Extract to read:
----

"You're a bad driver." In America, a nation built on Automobile Culture, it's hard to find a accusation that provokes more heated defenses that that one. The subtitle of this book is "Why We Drive the Way We Do (and What It Says About Us)," and, by the time Tom's through with you, he's hoping to convince you that it says a WHOLE lot about you--something I think many people suspect, which is why the issue can get thorny. "A messy desk means a messy mind" they used to say, prompting a new question: Does being a bad driver make you a bad person?
If the answer is yes, we apparently have a problem, because Tom throws a library's worth of data and anecdotes on you in a seeming attempt to prove that most Americans are, in fact, terrible drivers. We talk on our cell phones, read our papers, work on our laptops, drink our coffee, and fiddle with our MP3 players while navigating toll plazas. After a mere 30 seconds of waiting to make a left through traffic (after Tom's many subtle polemics about the problems of left turns, I started to wonder whether he was advocating an all-right-turn America), we get antsy and start to think about cutting in front of that tractor trailor coming at us at 70 mph.

----

(Stored records)
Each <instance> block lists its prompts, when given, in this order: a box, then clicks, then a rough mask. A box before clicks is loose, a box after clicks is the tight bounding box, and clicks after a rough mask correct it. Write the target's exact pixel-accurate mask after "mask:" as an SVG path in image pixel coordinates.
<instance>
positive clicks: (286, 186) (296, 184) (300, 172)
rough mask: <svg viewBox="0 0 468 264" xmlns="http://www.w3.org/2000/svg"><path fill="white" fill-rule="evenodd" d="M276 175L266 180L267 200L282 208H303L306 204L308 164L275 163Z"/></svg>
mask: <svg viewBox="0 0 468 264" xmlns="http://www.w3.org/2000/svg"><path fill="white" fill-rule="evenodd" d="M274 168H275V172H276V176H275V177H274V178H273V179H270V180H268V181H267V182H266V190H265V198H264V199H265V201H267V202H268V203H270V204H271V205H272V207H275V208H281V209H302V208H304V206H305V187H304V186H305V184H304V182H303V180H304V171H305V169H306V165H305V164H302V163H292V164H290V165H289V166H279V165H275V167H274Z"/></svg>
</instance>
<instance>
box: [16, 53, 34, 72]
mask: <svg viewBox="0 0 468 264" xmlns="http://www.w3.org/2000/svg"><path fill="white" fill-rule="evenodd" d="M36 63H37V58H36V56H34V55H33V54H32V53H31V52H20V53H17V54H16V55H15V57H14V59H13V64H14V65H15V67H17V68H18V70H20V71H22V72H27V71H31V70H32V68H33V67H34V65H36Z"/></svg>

----

Instructions for the task: In the review of the book about driving, what reason does the reviewer give for saying that "the issue can get thorny"? Answer in one to three sentences.

Task output: The issue can get thorny because many people already suspect that the way they drive says a whole lot about them.